- **Prompt**
Arrange every line of the records below as a numbered list, omitting any blank lines.

— Start Extracted material —

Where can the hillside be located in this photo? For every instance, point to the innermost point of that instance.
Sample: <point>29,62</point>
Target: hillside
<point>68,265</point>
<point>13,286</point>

— End Extracted material —

- **Reply**
1. Where can the hillside be located in this photo? For every instance, point to the innermost point of that instance.
2. Sample: <point>29,62</point>
3. Target: hillside
4. <point>68,265</point>
5. <point>13,286</point>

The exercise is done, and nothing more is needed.